Los bartolos

Todo un espectáculo este de los bartolos. Toda una muestra de lo que podrí­amos llamar desigualdad ante la ley, de escaparate de lo que va más allá del respeto a las etnis y de la convivencia entre modus vivendi. Cierto es que grupos étnicos diferentes tienen derecho a mantener sus modos de vida, sus tradiciones y su cultura. Tan cierto cmo que los lí­mites de este derecho son, precisamente, los derechos que asisten a cualquier persona sea o no perteneciente a una u otra etnia. Todos somos, o debiéramos ser, iguales ante la ley. Eso supone, entre otras cosas que nadie pueda ser discriminado por razones de raza, religión, orientación polí­tica o sexual, mayor o menor capacidad fí­sica, género en si mismo, etc, etc. Hasta esto si sse me apura tiene la limitación que marca el sentido común. Pero esta igualdad extensiva de los derechos asiste también a quienes forman parte de unos grupos, a su decisión de someterse o no a las costumbres, leyes, ritos y demás del grupo al que pertenecen.

Pero disgresiones al margen, el tema de los bartolos se las trae. Para quienes leen estas lí­neas más allá del territorio intentaremos explicar de qué va el tinglado.

+++++

» **Tareas requeridas**:
1) Según el texto sobre los bartolos, ¿qué derecho tienen los grupos étnicos diferentes?
2) Continúa el texto sobre los bartolos a partir de su última oración.

+++++

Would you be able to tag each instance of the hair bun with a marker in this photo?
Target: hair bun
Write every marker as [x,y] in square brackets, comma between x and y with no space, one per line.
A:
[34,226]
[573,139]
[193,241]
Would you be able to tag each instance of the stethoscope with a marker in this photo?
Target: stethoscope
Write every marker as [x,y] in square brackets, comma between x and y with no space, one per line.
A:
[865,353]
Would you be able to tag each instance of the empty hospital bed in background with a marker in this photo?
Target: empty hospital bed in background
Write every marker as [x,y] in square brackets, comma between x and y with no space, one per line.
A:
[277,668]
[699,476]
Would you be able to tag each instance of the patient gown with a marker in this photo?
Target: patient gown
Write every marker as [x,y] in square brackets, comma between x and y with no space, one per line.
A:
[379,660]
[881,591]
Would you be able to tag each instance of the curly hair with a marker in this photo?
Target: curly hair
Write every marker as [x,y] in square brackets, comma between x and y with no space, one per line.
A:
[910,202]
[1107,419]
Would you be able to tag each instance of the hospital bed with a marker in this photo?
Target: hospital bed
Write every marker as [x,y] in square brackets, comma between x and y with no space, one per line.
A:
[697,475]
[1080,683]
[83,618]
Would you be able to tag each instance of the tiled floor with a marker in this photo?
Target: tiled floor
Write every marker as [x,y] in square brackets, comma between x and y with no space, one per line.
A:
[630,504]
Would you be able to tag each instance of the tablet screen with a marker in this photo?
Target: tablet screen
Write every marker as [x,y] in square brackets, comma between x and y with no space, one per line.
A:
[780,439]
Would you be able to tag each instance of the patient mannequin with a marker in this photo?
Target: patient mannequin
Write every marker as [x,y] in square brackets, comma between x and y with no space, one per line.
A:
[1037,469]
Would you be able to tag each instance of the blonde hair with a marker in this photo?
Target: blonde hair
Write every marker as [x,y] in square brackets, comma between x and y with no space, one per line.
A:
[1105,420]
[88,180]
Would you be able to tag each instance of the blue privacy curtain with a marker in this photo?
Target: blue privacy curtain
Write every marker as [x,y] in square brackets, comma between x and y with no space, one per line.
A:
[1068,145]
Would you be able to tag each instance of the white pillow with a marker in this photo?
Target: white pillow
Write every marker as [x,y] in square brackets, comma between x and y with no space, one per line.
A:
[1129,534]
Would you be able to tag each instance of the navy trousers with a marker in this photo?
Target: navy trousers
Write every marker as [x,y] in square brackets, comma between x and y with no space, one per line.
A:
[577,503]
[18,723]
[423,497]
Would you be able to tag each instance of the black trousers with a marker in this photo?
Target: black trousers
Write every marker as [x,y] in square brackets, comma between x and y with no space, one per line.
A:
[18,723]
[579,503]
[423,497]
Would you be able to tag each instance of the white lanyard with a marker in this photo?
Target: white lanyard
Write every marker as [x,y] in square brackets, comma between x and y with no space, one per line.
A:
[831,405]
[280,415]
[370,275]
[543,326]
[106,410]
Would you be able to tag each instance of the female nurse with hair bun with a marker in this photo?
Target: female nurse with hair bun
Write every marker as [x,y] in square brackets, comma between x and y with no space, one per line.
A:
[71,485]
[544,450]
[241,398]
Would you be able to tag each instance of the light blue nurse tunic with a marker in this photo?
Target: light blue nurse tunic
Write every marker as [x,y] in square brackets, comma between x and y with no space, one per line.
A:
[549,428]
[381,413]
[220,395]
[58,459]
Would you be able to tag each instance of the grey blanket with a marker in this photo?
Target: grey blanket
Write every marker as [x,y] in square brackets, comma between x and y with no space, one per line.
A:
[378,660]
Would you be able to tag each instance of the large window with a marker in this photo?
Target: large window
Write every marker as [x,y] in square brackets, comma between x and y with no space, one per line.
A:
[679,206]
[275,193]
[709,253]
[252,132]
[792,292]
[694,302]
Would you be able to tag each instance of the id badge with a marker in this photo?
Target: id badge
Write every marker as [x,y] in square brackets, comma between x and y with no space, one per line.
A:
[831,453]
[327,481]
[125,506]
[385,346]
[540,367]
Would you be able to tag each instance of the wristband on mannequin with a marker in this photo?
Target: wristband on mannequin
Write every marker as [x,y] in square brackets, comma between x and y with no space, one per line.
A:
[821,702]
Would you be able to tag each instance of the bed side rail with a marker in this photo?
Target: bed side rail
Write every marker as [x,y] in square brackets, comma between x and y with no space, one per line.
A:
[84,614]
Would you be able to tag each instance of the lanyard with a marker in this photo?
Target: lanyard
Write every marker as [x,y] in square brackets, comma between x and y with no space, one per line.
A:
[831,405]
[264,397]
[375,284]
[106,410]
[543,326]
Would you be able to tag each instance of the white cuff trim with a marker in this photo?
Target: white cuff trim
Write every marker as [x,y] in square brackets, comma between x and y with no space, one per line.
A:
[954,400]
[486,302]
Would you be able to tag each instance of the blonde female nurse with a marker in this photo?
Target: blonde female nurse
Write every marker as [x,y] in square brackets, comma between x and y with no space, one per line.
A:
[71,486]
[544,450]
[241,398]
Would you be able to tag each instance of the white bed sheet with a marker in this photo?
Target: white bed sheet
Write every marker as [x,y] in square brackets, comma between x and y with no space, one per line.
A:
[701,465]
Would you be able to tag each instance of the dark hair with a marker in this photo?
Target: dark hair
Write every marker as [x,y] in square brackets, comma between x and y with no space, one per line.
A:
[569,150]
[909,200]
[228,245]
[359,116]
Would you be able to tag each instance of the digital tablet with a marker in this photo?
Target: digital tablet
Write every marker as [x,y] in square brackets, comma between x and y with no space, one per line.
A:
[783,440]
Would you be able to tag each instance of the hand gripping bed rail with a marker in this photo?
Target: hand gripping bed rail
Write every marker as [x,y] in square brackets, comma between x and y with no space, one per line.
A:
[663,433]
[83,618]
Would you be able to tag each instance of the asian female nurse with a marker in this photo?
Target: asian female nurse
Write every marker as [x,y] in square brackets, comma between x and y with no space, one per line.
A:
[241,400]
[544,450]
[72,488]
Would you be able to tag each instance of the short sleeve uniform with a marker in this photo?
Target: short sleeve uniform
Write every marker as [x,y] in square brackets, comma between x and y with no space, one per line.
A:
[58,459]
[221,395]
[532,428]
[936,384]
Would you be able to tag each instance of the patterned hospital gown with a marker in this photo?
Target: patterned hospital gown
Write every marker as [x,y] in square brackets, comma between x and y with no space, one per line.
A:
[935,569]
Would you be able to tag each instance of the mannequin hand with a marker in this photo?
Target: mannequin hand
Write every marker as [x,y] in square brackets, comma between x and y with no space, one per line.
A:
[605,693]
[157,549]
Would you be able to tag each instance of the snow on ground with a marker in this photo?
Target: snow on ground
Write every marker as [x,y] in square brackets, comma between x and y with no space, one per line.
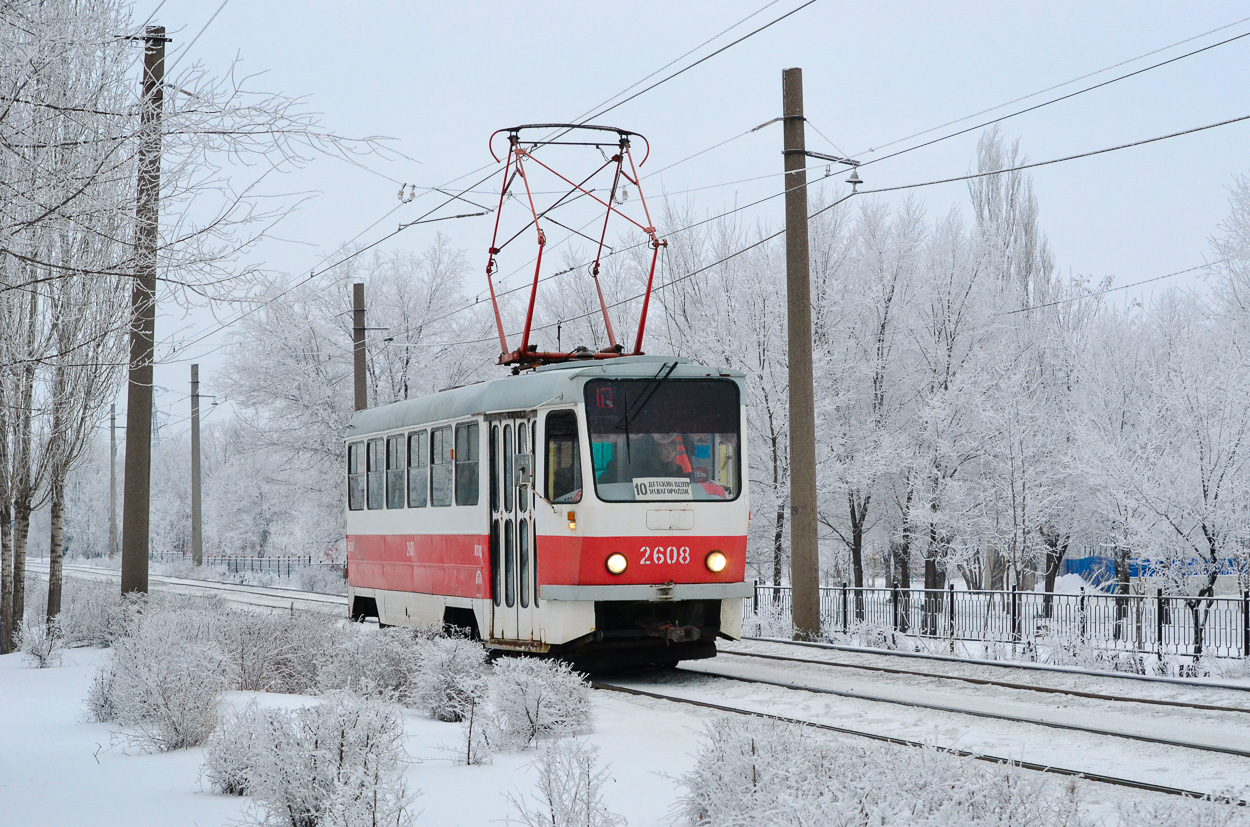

+++++

» **Respuestas por tarea**:
1) Tienen derecho a mantener sus modos de vida, sus tradiciones y su cultura.

2)
De entre las numerosas familias gitanas y numerosas que viven en Vitoria, muchas de las cuales representan un envidiable ejemplo de esa intergración que no desintegra, hay una que resulta indómita hasta para la propia ley gitana. Esta familia accedió a un piso en un inmueble con seis viviendas situado frente a la fábrica de Mercedes y junto al mercado de mayoristas. Poco a poco y con técnicas más o menos sibilinas, palizas al niño de uno de los vecinos, hogueras y destrozos, etc etc. consiguieron que el resto de inquilinos fuese abandonando el inmueble hasta que la casa entera fue su casa. El inmueble se ha deteriorado a velocidad estratosférica, a la misma velocidad que han crecido las páginas del libro que recogen las hazañas de los bartolos.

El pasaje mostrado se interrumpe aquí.